[Entries from a dataset]
▬▬▬▬▬▬

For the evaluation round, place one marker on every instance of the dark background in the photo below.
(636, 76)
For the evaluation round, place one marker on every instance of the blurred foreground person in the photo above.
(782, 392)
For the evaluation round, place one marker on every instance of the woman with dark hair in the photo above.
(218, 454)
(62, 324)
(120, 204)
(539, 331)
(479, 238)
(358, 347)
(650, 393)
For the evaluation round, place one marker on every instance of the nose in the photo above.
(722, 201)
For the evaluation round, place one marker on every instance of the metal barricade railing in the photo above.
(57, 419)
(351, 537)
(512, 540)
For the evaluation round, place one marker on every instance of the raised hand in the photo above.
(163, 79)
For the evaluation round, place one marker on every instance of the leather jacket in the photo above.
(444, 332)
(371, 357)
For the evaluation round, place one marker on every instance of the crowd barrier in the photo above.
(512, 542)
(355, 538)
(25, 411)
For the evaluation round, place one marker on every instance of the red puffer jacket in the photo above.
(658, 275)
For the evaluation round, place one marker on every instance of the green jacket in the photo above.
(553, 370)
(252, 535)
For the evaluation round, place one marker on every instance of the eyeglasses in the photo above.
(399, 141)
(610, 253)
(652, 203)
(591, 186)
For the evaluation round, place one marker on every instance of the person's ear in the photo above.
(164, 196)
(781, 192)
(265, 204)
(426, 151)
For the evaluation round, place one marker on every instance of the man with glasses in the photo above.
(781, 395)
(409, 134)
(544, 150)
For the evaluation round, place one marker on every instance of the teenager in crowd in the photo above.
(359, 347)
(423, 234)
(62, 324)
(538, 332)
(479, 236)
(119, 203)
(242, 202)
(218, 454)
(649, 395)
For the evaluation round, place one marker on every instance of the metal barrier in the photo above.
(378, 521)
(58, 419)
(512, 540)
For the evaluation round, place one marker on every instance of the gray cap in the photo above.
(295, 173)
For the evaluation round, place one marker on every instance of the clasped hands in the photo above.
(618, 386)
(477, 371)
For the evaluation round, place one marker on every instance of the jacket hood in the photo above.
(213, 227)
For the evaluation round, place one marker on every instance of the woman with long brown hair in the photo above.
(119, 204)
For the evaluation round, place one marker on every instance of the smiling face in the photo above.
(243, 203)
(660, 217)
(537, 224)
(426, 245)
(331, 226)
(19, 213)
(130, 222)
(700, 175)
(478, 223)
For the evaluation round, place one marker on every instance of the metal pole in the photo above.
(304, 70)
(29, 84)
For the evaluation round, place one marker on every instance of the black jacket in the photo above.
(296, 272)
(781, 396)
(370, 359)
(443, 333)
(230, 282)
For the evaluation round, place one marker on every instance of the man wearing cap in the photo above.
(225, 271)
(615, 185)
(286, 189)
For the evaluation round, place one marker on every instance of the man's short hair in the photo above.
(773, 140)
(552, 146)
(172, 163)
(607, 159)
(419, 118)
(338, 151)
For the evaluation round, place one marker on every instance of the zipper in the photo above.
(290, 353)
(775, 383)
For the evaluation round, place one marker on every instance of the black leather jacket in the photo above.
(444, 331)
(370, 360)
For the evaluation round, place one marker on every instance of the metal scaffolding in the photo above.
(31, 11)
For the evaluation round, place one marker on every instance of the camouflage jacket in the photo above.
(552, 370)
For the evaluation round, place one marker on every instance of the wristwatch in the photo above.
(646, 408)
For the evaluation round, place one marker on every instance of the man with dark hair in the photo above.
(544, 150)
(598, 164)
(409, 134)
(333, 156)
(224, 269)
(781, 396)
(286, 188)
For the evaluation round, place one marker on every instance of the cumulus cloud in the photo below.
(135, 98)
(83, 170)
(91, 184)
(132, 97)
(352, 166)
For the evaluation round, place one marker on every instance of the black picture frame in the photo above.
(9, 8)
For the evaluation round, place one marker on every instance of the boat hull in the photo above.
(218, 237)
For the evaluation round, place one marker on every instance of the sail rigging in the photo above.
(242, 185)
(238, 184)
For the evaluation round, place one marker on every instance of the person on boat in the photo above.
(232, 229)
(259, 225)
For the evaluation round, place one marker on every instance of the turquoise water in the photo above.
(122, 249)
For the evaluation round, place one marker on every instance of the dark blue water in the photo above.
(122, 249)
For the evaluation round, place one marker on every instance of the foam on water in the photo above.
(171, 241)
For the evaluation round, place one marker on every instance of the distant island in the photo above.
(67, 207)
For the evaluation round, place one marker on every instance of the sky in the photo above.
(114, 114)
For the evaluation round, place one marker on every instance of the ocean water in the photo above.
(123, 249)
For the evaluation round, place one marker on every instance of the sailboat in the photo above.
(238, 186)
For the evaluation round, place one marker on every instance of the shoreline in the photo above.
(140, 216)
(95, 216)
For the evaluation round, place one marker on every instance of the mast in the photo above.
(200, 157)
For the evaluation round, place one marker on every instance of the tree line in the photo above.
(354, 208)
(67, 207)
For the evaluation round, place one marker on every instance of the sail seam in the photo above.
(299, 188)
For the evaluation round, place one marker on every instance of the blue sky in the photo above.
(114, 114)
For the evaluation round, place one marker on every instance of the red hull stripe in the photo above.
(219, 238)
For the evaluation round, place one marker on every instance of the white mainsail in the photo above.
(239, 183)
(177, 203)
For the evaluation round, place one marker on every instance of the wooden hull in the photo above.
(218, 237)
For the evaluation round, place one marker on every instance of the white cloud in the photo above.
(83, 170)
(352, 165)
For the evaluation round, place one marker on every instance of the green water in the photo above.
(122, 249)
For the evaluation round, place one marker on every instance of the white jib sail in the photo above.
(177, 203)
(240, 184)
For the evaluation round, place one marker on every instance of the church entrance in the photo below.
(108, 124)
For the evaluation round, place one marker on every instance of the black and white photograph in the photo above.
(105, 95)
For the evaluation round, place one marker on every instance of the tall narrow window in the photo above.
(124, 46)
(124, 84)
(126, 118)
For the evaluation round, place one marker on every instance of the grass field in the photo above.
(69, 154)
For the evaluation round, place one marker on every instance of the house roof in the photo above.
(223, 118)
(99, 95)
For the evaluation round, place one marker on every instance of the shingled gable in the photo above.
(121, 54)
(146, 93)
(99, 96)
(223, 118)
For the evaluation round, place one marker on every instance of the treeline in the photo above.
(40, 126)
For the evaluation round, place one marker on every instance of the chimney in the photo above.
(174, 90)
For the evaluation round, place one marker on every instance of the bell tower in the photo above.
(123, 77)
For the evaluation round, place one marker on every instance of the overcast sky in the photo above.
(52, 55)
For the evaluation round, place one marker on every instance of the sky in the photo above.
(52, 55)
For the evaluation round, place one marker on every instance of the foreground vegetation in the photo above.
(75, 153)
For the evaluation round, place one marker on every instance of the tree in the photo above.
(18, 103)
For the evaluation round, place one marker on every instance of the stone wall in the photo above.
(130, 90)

▬▬▬▬▬▬

TASK TO CARRY OUT: Reproduce every line of the data from the line containing "vegetation in the photo above." through the end of the data, inclusive, and shift each coordinate in the answers up by 62.

THE COMPLETED TASK:
For the evaluation round, place one marker on every instance of the foreground vegetation in the photo above.
(137, 215)
For the evaluation round, place one marker on every instance of the tree in the photo above.
(80, 165)
For the evaluation round, place one marker on every instance of the stone wall in the photo above.
(192, 152)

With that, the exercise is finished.